### Direction:
Please copy word for word the lines of the records below, starting at the line that contains "Task: indicate the person in" and stopping after the line that contains "x=244 y=149", with both of those lines included.
** START Excerpted records **
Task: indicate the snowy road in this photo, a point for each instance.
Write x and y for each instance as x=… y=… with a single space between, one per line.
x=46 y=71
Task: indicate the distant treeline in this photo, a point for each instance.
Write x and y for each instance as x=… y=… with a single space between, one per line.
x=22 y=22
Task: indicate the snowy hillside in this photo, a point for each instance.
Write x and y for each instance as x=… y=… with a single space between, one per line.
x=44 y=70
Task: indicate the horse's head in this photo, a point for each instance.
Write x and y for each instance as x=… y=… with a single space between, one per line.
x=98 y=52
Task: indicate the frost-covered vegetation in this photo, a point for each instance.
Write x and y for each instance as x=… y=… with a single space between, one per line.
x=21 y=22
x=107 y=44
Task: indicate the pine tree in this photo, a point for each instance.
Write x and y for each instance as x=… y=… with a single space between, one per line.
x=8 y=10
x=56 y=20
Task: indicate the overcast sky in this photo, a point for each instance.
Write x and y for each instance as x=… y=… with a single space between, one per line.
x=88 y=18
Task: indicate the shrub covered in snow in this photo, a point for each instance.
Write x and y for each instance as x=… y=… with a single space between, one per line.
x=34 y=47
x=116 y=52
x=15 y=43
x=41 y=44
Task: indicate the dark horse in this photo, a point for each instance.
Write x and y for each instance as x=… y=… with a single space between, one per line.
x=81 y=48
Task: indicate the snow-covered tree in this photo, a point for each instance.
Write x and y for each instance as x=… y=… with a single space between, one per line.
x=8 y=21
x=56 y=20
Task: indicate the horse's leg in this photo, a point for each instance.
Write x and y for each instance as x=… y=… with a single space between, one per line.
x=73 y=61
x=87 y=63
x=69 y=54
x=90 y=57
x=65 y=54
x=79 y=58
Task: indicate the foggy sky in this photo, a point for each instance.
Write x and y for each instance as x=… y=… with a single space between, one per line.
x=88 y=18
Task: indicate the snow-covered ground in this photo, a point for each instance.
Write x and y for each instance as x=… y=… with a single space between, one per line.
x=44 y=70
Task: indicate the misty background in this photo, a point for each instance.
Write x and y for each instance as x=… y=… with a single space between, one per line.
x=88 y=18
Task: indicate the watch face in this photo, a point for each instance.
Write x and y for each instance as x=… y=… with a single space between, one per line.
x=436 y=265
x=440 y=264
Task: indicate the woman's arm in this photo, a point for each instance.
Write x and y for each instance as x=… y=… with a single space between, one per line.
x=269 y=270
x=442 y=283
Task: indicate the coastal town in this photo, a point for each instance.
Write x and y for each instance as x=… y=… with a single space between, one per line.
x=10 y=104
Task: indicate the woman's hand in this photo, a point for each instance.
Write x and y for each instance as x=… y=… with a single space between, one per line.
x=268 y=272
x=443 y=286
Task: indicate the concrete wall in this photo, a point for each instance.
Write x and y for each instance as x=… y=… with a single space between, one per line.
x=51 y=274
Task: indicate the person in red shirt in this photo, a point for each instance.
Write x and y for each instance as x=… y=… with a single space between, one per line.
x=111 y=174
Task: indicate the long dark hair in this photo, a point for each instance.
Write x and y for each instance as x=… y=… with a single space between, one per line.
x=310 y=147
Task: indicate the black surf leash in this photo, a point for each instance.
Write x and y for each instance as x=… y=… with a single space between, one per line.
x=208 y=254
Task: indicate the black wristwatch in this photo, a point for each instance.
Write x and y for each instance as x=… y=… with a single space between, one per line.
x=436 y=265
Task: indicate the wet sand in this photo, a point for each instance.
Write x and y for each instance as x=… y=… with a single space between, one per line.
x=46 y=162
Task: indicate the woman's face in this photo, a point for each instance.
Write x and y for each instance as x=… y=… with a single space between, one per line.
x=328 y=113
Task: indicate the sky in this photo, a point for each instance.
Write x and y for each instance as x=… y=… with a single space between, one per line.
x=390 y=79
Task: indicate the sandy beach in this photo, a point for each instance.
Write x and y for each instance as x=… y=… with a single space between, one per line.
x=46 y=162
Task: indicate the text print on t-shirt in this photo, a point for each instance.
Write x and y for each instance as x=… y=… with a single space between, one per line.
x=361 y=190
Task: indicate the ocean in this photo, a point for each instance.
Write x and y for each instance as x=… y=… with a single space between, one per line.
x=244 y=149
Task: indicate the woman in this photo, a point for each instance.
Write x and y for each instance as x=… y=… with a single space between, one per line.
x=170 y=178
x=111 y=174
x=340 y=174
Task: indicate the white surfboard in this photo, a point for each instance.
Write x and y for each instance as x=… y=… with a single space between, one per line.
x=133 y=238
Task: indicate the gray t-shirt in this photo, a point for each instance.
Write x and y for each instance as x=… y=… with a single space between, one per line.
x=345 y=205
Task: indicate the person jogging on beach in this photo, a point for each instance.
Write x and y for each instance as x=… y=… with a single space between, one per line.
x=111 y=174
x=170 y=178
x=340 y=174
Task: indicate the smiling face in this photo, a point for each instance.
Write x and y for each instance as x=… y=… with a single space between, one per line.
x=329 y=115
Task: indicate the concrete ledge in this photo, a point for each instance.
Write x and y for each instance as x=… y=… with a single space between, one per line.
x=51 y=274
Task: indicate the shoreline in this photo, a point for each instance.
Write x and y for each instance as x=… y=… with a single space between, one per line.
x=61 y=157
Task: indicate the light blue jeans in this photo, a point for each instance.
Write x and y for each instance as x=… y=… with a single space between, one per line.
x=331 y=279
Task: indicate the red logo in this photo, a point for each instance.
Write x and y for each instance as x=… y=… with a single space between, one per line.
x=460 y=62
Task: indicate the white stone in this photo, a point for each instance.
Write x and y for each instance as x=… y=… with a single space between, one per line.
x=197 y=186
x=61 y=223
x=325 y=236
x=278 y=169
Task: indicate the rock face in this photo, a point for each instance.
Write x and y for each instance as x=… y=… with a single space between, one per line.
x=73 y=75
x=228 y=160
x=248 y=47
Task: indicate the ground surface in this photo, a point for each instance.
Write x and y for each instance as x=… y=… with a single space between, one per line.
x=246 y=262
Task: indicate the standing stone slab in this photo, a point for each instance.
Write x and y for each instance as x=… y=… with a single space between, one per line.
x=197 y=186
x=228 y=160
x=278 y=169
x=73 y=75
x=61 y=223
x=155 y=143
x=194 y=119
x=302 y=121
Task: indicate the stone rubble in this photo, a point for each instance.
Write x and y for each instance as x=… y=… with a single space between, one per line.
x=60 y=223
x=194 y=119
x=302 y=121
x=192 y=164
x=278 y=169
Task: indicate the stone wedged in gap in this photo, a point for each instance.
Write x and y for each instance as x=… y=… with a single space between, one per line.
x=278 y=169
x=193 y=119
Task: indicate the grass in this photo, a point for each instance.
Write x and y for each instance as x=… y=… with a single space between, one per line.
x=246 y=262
** END Excerpted records **
### Reply:
Task: indicate the person in red shirt in this photo, a point for each instance.
Write x and y for each instance as x=… y=… with a single space between, one per line.
x=111 y=174
Task: indicate the long dark hair in this photo, a point for each instance.
Write x and y for each instance as x=… y=… with a single space between, one per line.
x=310 y=147
Task: indicate the black surf leash in this photo, a point for each instance.
Write x and y for each instance as x=… y=… with a single space between, one per line.
x=208 y=254
Task: indicate the black wristwatch in this photo, a point for each instance.
Write x and y for each instance as x=… y=… with a single space between, one per line.
x=436 y=265
Task: indicate the wet sand in this photo, a point for each instance.
Write x and y for each instance as x=… y=… with a single space between, one per line.
x=46 y=162
Task: indicate the woman's face in this photo, a point for each instance.
Write x and y for each instance as x=… y=… with a single space between, one per line.
x=328 y=113
Task: indicate the sky in this photo, a point for each instance.
Write x and y for each instance as x=… y=… with a single space between, one per line.
x=390 y=79
Task: indicate the sandy beach in this photo, a point for each instance.
Write x and y for each instance as x=… y=… with a single space between, one per line.
x=46 y=162
Task: indicate the text print on t-shirt in this photo, a point for each instance.
Write x and y for each instance as x=… y=… with a single space between, one per line.
x=361 y=190
Task: indicate the ocean in this photo, a point for each instance.
Write x and y for each instance as x=… y=… with a single space between, one per line.
x=244 y=149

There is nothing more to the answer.